**Tasks to complete**:
a) Answer these questions from the forum post about the round dining table:
(i) How many weeks of work did the poster have to throw out?
(ii) What wood is the center piece of the original table?
(iii) What tool did the poster use to bring the cherry strips down to the level of the oak ply?
b) Pick up the forum post about the round dining table after its last sentence and keep writing it.
━━━━━ Selected extract ━━━━━
# round dining table (multiple wood inlays)



## btyirin (Aug 14, 2008)

Hello everybody. I'm new here and this is my first post. I'm getting right into it because I just had to throw out 2 weeks of work. I need help. This is my table that I built 8 years ago. I built it as a "test" table. Practicing up for the real one. Well, this one became the real one.

















So 8 years later I decide I want to build some more and try my hand selling them on eBay. And being the older and smarter woodworker I am today! I blasted right through the veneer on the new table and ruined it! Sigh. Here is a pic before the inlays went in of the new (dead) table.










On the original one. I used a 3/4 birch ply core. 1/4 oak ply sections. 1/4 solid cherry inlay strips. Center piece is Ipe. I used Mahogany and Maple for the outer caps with Cherry underneath. I actually used a belt sander! to bring the cherry strips down to the level of the oak ply (like a fool) but as you can see it worked back then. I had white knuckles though. I was very lucky.
━━━━━ Material ━━━━━
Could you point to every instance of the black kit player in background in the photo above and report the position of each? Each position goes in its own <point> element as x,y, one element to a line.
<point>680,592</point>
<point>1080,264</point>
━━━━━
**Answers in order**:
a)
(i) 2 weeks
(ii) Ipe
(iii) A belt sander

b)
I decided this time I would use a block plane and take the cherry down the slow and safe way. I went through the veneer about 2 inches from the edge of the table. No problem. I'll make the table smaller and turn it into a coffee type (cocktail table) But I ended up sanding through it a few more times. It's junk now. Maybe the veneer was thicker back then, I don't know. It was about a 64th I think. Home depot stuff.

I want to start over again pronto. I'd love to use solid wood this time but I'm afraid of it moving and cracking and gapping. It's too much much work to try it again this way. And too much of a risk. I'm deathly afraid to use veneer again. Any ideas on how to do this with out worry of going through the veneer. Any thoughts at all. 

Btw. I have mostly finish carpenter tools. No planer or jointer. Maybe I was just being careless and rushing it. Maybe bad luck. But I need a better plan of attack for the 3rd table. which I need to start very soon. 

Thanks guys. 

Brian


----------



## btyirin (Aug 14, 2008)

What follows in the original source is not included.